Mary Baker Eddy probó varias maneras para instruir a otros en el sistema de curación cristianamente científico que ella descubrió. Durante muchos años dio clases que fluctuaban entre uno y cerca de setenta alumnos. Fundó un colegio en Boston, Massachusetts, y durante un tiempo dio clases bajo permiso estatal. Durante esos años se dio cuenta de que sólo los profundos requisitos espirituales y morales eran los que afirmaban el progreso del estudiante en el poder de la curación cristiana. La forma de enseñanza en el salón de clase que, finalmente, estableció en el Manual de La Iglesia Madre, mediante una Junta de Educación, es tan espiritualmente profunda, como materialmente sencilla. En análisis final, es una enseñanza que requiere que cada alumno recurra individual y directamente a Dios, la Verdad y el Amor divinos. El maestro o maestra de la clase y los alumnos están bajo los mismos requisitos morales y disciplina espiritual revelados en la vida de Cristo Jesús y explicados en el libro de texto de la Ciencia Cristiana.
Esta clase de educación espiritual requiere los motivos más puros: la clase de motivación que conmovió a Jesús y que él apreció cuando examinaba los corazones de sus discípulos. Obtenemos vislumbres de esos móviles en lo que candorosamente Jesús dijo a sus discípulos: “Yo soy el buen pastor; el buen pastor su vida da por las ovejas. Mas el asalariado, y que no es el pastor, de quien no son propias las ovejas, ve venir al lobo y deja las ovejas y huye, y el lobo arrebata las ovejas y las dispersa. Yo ... pongo mi vida por las ovejas”. Juan 10:11, 12, 15. Los acontecimientos demostraron que procedió de acuerdo con su palabra.
Y es evidente, según el relato del evangelio y lo que siguió, que discípulos como San Juan y San Pedro captaron el concepto del propósito profundo y espiritual que nos acerca a Dios mediante la fidelidad a la ley divina y al Amor.

════════════════

TAREAS REQUERIDAS:
a. Reescribe en forma de lista el párrafo del texto sobre la enseñanza de la Ciencia Cristiana que empieza con «Mary Baker Eddy probó varias maneras». Conserva sus datos principales.
b. Continúa el texto sobre la enseñanza de la Ciencia Cristiana a partir de su última oración.

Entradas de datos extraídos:
════════════════

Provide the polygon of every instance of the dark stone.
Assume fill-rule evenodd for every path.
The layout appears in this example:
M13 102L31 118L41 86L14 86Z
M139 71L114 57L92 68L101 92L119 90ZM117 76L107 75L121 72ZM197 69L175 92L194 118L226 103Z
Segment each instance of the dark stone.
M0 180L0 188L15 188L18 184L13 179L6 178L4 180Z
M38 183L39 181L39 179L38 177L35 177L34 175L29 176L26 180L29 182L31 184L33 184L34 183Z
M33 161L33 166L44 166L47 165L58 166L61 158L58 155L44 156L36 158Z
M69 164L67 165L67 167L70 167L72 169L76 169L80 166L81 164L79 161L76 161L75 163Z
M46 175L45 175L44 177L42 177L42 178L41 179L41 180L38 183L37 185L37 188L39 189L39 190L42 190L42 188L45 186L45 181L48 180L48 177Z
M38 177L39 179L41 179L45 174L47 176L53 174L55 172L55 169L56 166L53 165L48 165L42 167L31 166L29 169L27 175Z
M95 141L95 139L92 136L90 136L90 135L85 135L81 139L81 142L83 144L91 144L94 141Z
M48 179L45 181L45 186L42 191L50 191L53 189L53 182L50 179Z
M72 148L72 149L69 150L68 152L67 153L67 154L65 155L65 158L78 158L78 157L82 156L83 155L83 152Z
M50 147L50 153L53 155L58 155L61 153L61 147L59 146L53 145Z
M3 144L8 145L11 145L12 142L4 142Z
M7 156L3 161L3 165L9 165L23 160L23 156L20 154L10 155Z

════════════════

LISTA DE RESPUESTAS:
a.
- Mary Baker Eddy probó varias maneras de instruir a otros en el sistema de curación cristianamente científico que descubrió.
- Durante muchos años dio clases que iban de uno a cerca de setenta alumnos.
- Fundó un colegio en Boston, Massachusetts, y durante un tiempo enseñó bajo permiso estatal.
- En esos años comprendió que solo los profundos requisitos espirituales y morales afirmaban el progreso del estudiante en el poder de la curación cristiana.
- La forma de enseñanza en clase que estableció finalmente en el Manual de La Iglesia Madre, mediante una Junta de Educación, es tan espiritualmente profunda como materialmente sencilla.
- Requiere que cada alumno recurra individual y directamente a Dios, la Verdad y el Amor divinos.
- El maestro o maestra y los alumnos están bajo los mismos requisitos morales y la misma disciplina espiritual revelados en la vida de Cristo Jesús y explicados en el libro de texto de la Ciencia Cristiana.

b.
Eso es realmente la promesa de la instrucción en Ciencia Cristiana hoy en día. Tanto el maestro como el alumno recurren a los profundos manantiales espirituales de la Vida divina y de la Ciencia que sirve de fundamento a su descubrimiento y práctica. La Sra. Eddy estaba segura de que tal discipulado —alumnado, si se quiere— tendría recompensas seguras. Escribiendo acerca de tal sistema de educación, dijo: “Al fundar un sistema patológico de cristianismo, la autora se ha esforzado por exponer el Principio divino y no por exaltar la personalidad. Las armas del fanatismo, de la ignorancia y de la envidia caen ante un corazón sincero. Adulterar la Ciencia Cristiana es anularla. La falsedad carece de fundamento. ‘El asalariado huye, porque es asalariado, y no le importan las ovejas’. Ni la falta de honradez ni la ignorancia fundaron jamás un sistema de ética científico ni pueden echarlo abajo”. Ciencia y Salud, pág. 464.
Es sumamente interesante observar que con esa declaración concluye el capítulo del libro de texto de la Ciencia Cristiana intitulado “Enseñanza de Ciencia Cristiana”. Por cierto alude al profundo poder sanador —el poder del bien sobre el mal— que está disponible hoy en día a los estudiantes de Ciencia Cristiana de los siglos veinte y veintiuno.